Advances in Materials Science and Applications          
Advances in Materials Science and Applications(AMSA)
ISSN:2306-9325(Print)
ISSN:2306-9317(Online)
Website: www.academicpub.org/amsa/
Experimental Investigations of the Dimensional Stability and Durability of Ultra-High-Performance Concrete
Full Paper(PDF, 563KB)
Abstract:
An experimental investigation was conducted to provide further insight into the material properties of UHPC. The aspects of UHPC performance investigated in this work included dimensional and chemical stability, sorption resistance, and freeze-thaw durability. UHPC was found to produce the desired balance of dimensional and chemical stability, and distinctly low sorptivity and water absorption capacity. The drying shrinkage of UHPC was 25% less than that of normal-strength Portland cement concrete. The moisture sorptivity of UHPC was an order of magnitude below that of normal-strength concrete. The heat of hydration of the UHPC paste was about one-third that of Portland cement paste used in a normal-strength concrete mix. The UHPC paste, unlike a normal Portland cement paste, exhibited autogenous shrinkage; the amount of this shrinkage was, however, relatively small. These test results were explained based on the distinctly low water content, the high pozzolan content of the cementitious binder in UHPC, and the high dosage of superplasticizer used in UHPC mixtures. The fact that water content of UHPC is not adequate for thorough hydration of cementitious particles seems to be a significant factor influencing those aspects of the UHPC behaviour evaluated in this investigation.

Given data

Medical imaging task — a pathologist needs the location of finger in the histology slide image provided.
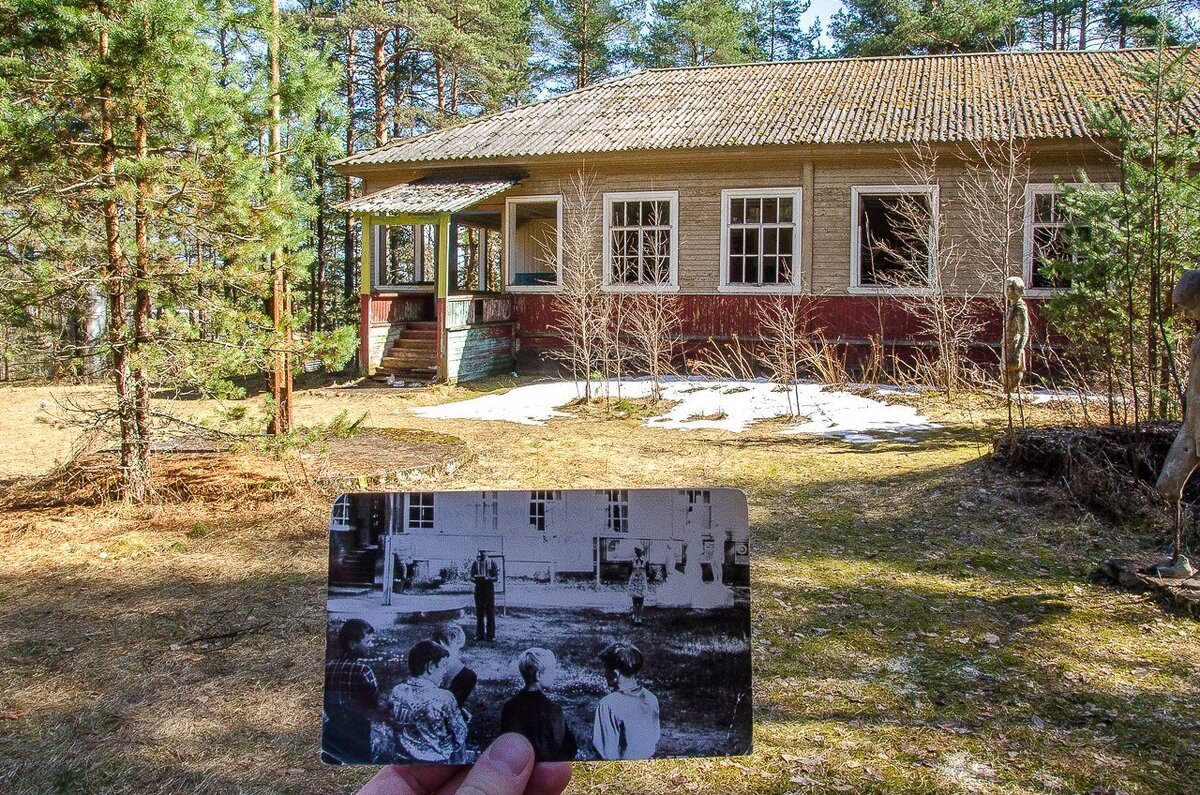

Problem details
Reproduce the entire journal page on ultra-high-performance concrete shown above, word for word from the masthead through the last sentence of the abstract.

Response
Advances in Materials Science and Applications          
Advances in Materials Science and Applications(AMSA)
ISSN:2306-9325(Print)
ISSN:2306-9317(Online)
Website: www.academicpub.org/amsa/
Experimental Investigations of the Dimensional Stability and Durability of Ultra-High-Performance Concrete
Full Paper(PDF, 563KB)
Abstract:
An experimental investigation was conducted to provide further insight into the material properties of UHPC. The aspects of UHPC performance investigated in this work included dimensional and chemical stability, sorption resistance, and freeze-thaw durability. UHPC was found to produce the desired balance of dimensional and chemical stability, and distinctly low sorptivity and water absorption capacity. The drying shrinkage of UHPC was 25% less than that of normal-strength Portland cement concrete. The moisture sorptivity of UHPC was an order of magnitude below that of normal-strength concrete. The heat of hydration of the UHPC paste was about one-third that of Portland cement paste used in a normal-strength concrete mix. The UHPC paste, unlike a normal Portland cement paste, exhibited autogenous shrinkage; the amount of this shrinkage was, however, relatively small. These test results were explained based on the distinctly low water content, the high pozzolan content of the cementitious binder in UHPC, and the high dosage of superplasticizer used in UHPC mixtures. The fact that water content of UHPC is not adequate for thorough hydration of cementitious particles seems to be a significant factor influencing those aspects of the UHPC behaviour evaluated in this investigation.